**Task goal**
Rename "planogram checker" to "layout checker" in the data below, changing nothing else, and give back only those lines: begin at the line that has "the metal gate" and stop after the line that has "point(831, 115)".

**Raw data**
___
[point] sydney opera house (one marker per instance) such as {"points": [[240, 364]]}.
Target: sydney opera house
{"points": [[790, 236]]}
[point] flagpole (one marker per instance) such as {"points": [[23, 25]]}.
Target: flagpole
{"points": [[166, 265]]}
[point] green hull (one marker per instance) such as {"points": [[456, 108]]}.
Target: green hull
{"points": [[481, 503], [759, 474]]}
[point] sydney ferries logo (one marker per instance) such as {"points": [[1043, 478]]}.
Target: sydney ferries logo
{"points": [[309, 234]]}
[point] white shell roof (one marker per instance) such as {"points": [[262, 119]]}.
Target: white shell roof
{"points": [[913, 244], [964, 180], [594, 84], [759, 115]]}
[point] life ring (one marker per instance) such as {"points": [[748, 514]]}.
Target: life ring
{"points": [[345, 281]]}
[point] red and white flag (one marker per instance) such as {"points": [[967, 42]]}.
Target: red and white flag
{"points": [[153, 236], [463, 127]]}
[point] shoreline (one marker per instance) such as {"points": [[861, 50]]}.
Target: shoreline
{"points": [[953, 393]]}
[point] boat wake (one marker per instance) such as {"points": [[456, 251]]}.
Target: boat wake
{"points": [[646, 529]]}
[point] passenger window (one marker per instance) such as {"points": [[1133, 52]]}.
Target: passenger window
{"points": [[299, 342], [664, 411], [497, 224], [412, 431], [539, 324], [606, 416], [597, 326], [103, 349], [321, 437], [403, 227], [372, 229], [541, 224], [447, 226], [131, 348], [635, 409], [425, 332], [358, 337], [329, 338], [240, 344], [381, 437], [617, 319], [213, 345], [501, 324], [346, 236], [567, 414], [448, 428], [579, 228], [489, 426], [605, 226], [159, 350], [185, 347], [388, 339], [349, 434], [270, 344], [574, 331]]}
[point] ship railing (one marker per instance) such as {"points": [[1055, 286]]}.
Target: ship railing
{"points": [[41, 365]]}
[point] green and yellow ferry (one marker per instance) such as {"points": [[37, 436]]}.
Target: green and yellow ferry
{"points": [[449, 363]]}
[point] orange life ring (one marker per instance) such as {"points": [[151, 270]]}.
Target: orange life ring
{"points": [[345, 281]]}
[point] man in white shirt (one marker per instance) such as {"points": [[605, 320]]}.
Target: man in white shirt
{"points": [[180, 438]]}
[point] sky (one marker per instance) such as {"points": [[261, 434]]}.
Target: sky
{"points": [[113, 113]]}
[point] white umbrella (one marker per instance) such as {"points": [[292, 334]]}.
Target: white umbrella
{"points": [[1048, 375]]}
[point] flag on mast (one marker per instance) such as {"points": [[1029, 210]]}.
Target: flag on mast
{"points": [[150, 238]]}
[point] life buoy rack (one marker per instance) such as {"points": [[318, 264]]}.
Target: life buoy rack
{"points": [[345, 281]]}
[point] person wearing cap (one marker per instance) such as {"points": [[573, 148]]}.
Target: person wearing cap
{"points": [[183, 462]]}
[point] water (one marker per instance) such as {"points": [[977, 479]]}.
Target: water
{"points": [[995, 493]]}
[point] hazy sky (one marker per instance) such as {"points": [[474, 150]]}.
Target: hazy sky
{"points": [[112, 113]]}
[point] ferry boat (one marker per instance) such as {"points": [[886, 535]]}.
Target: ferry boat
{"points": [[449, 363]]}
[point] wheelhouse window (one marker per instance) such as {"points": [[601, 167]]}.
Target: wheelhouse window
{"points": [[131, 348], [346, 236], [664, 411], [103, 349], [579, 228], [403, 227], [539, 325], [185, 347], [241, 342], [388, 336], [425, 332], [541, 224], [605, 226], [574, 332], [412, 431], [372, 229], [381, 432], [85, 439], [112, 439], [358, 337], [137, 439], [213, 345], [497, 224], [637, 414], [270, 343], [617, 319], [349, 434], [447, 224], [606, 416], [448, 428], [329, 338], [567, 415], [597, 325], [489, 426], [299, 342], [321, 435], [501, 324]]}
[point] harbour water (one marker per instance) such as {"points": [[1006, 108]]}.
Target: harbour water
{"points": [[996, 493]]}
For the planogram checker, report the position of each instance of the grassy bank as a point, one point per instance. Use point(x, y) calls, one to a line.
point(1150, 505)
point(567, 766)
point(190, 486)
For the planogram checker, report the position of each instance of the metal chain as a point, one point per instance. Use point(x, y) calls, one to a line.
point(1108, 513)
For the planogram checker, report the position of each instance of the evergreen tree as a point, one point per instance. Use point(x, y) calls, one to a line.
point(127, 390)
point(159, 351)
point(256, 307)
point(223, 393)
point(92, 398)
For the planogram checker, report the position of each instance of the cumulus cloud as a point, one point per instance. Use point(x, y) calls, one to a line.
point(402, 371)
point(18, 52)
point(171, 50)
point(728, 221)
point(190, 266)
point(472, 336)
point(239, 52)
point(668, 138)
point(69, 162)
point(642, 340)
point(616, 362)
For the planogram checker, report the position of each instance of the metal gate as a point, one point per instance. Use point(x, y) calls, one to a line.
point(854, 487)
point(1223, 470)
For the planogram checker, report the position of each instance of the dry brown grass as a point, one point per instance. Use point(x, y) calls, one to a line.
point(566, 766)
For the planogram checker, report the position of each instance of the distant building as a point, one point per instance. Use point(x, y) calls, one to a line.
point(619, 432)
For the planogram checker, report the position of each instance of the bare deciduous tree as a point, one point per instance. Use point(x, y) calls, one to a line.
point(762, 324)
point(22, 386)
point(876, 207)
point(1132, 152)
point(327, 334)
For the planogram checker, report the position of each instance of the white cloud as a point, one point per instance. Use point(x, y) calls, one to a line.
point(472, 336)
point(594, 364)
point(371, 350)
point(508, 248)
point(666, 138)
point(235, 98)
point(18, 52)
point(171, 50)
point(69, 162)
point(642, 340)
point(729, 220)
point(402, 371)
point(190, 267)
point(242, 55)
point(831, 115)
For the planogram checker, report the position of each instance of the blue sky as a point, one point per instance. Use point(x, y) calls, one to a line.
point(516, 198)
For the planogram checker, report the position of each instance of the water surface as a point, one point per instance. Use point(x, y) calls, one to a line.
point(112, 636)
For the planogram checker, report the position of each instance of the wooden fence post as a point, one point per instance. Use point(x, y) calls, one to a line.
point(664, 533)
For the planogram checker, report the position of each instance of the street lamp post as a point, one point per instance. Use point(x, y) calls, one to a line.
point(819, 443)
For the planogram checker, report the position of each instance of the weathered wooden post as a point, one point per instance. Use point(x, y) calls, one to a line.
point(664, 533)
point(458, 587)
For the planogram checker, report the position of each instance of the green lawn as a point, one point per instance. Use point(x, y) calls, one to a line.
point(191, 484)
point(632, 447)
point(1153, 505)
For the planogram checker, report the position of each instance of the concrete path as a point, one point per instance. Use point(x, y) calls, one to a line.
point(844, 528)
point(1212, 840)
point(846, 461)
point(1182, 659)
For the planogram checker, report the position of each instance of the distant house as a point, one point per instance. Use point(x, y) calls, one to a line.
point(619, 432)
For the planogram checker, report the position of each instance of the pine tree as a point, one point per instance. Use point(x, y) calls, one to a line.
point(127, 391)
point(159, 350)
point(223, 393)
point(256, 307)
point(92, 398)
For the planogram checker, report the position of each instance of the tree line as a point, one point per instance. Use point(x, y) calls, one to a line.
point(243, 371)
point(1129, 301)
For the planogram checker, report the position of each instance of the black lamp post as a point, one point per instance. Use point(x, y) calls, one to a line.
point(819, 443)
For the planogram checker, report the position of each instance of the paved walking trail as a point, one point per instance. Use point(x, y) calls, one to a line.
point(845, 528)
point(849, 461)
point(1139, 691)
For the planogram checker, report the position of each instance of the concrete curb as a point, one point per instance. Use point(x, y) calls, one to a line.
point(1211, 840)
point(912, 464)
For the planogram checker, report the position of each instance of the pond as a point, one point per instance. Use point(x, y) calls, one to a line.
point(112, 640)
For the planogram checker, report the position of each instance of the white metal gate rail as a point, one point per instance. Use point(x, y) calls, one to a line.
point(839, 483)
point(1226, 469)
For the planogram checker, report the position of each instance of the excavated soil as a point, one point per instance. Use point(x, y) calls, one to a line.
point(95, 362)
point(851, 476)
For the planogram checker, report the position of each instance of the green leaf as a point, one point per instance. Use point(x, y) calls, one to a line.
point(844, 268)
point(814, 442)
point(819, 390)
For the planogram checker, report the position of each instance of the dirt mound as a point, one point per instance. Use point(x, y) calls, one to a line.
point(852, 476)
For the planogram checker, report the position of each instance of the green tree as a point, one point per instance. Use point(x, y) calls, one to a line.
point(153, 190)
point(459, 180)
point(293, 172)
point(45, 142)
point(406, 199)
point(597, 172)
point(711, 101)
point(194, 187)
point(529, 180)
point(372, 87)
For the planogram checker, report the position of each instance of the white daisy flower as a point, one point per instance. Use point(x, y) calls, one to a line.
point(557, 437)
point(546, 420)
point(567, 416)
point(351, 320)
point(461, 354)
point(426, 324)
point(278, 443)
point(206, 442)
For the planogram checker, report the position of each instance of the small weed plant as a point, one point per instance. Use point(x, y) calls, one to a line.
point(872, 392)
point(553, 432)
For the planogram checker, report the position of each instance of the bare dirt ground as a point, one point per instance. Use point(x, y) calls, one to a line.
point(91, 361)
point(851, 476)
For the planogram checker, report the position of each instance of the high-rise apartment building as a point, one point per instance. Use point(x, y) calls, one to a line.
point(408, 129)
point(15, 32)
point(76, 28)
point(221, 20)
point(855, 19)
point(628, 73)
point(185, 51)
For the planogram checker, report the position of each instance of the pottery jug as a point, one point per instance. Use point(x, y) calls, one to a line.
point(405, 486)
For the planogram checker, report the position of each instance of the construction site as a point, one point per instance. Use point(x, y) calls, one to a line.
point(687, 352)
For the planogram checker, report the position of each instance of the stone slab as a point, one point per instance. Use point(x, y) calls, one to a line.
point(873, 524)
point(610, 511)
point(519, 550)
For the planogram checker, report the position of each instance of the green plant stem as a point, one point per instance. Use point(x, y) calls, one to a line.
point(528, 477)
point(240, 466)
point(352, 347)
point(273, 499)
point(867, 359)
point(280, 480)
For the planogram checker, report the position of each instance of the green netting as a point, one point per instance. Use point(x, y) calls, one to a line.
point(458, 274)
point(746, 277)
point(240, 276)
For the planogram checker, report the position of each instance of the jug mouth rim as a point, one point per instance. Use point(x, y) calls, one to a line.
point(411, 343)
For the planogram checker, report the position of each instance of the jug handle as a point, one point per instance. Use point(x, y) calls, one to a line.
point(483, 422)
___
**Solution to this problem**
For the layout checker, report the position of each instance of the metal gate as a point, one point per instance. Use point(x, y) calls, one to a line.
point(854, 487)
point(1223, 470)
For the layout checker, report the position of each instance of the dry brown grass as a point, one point per instance. Use point(x, y) calls, one to a line.
point(566, 766)
For the layout checker, report the position of each instance of the distant building as a point, one point per instance. Use point(x, y) calls, one to a line.
point(619, 432)
For the layout checker, report the position of each instance of the bare deciduous tree as a point, one point per instance. Use point(x, y) calls, one to a line.
point(762, 324)
point(22, 386)
point(876, 207)
point(1132, 152)
point(327, 334)
For the layout checker, report the position of each instance of the white cloud as a point, one point per instance. Use point(x, y) calls, one to a line.
point(472, 336)
point(594, 364)
point(371, 350)
point(508, 248)
point(666, 138)
point(235, 98)
point(18, 52)
point(171, 50)
point(69, 162)
point(642, 340)
point(729, 220)
point(402, 371)
point(190, 267)
point(242, 55)
point(831, 115)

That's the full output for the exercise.